SHORT EXERCISE 1:
Copy the opinion piece on electoral reforms starting with "The most explicit" and going on through "session of Parliament.", substituting "monsoon session" for "winter session".
SHORT EXERCISE 2:
Proceed with the opinion piece on electoral reforms from the point where it stops.

EXTRACT:
○ ○ ○ ○ ○

State funding of political parties could be a pillar of electoral reforms
A series of initiatives by Prime Minister Narendra Modi in the last six months have finally zeroed in on the need for electoral reforms, especially pertaining to political financeopinion Updated: Jan 11, 2017 13:14 IST
First it was the prime minister’s call for simultaneous elections in view of the repeated overwhelming costs (besides dislocation of normal life.) Then came the surprise announcement of demonetisation with the stated objective of rooting out the monster of black money from the economy. This would have surely hit parties which were getting ready to move sackfuls of black money to be distributed among the voters. Then came his direction to all his party legislators to disclose all their bank transactions from November 8. I thought it was a first positive step towards financial transparency of politicians. He repeated this call to the party workers on January 7. Beginning with his own party, this sends out a good signal.
The most explicit development is the PM’s expression of concern about the need for electoral reforms which he made in his address to the party MPs on the eve of the winter session of Parliament.

○ ○ ○ ○ ○

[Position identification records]

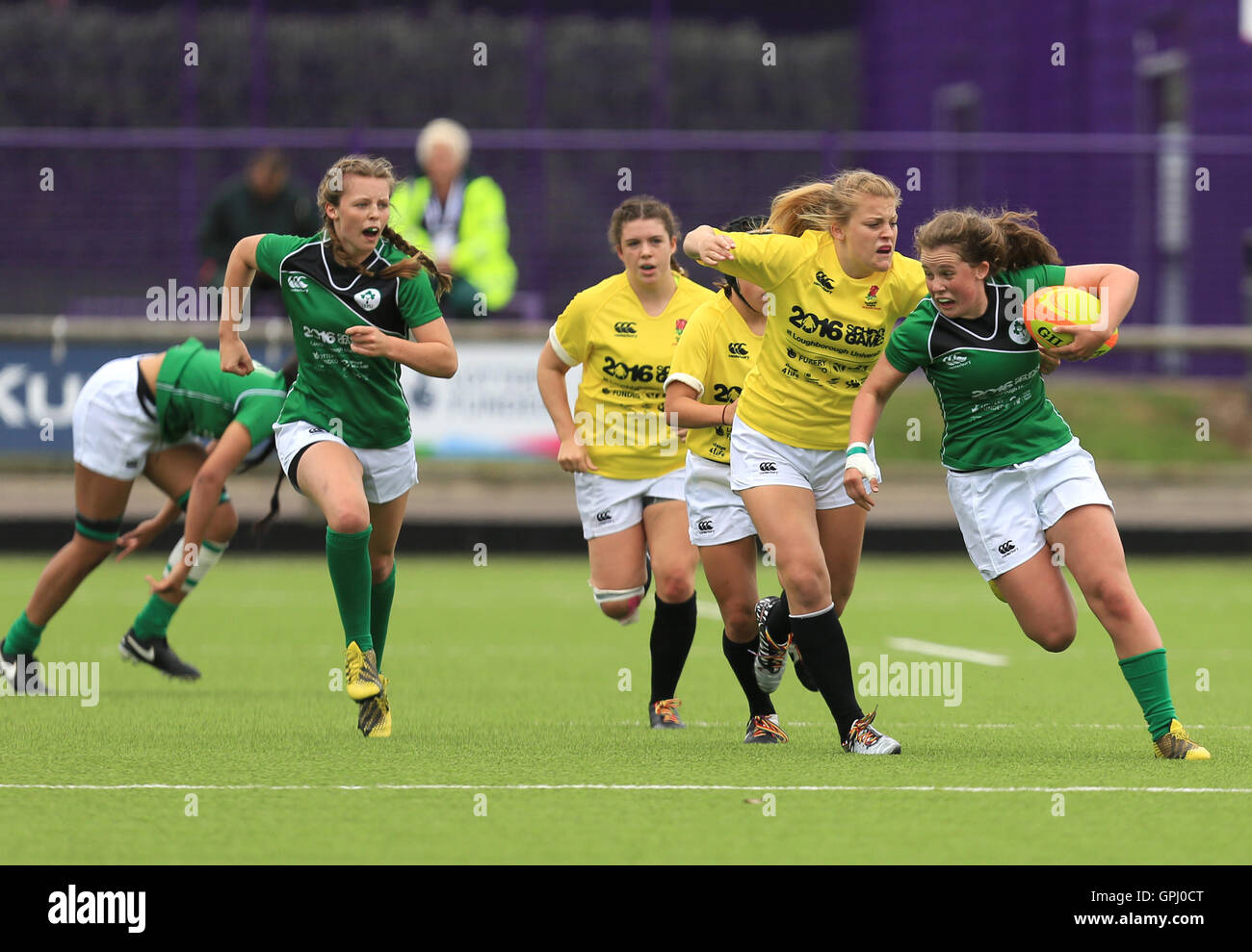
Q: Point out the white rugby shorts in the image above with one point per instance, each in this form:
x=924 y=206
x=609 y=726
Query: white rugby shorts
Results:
x=755 y=459
x=715 y=513
x=386 y=473
x=608 y=505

○ ○ ○ ○ ○

TASK OUTPUT 1:
The most explicit development is the PM’s expression of concern about the need for electoral reforms which he made in his address to the party MPs on the eve of the monsoon session of Parliament.

TASK OUTPUT 2:
The focus on a cashless economy, even if it is an afterthought, also has a bearing on political parties. When even a rickshaw puller or vegetable seller is told to stop cash transactions, the exemption of donations to political parties below ₹20,000 by cash must be dispensed with straightaway. This will take care of non-transparency of 80% of political funding which all political parties have shown as cash donations.
The Election Commission of India (ECI) has been deeply concerned about the use of black money in elections. While its recommendations for reforms have been falling on deaf ears, it itself took some proactive measures including setting up of a full-fledged expenditure monitoring division headed by an Income Tax commissioner in 2010. It led to some landmark achievements, including seizures of hundreds of crore rupees, unseating and disqualification of a sitting MLA in UP for improper declaration of election expenses and paid news in 2011, and countermanding of two elections to the Rajya Sabha in Jharkhand in 2012 to stop ‘horse-trading’ that had become rampant in many Rajya Sabha elections. Recently, the EC took an unprecedented step to cancel elections to two Tamil Nadu assembly seats namely Aravakurichi and Thanjavur.
It seems the time is ripe for the long-standing concern. He should immediately review all the proposals of the EC for electoral reforms.
What are the reforms that we are demanding? I recapitulate below just the political finance reforms:
* Prescribe a ceiling for political parties’ expenditure like that for the candidates.
*Consider state funding of political parties (not elections) with independent audit, and a complete ban on private donations.
* Set up an independent national election fund where all tax-free donations could be made.
* Enforce internal democracy and transparency in the working of the political parties and bring them under RTI.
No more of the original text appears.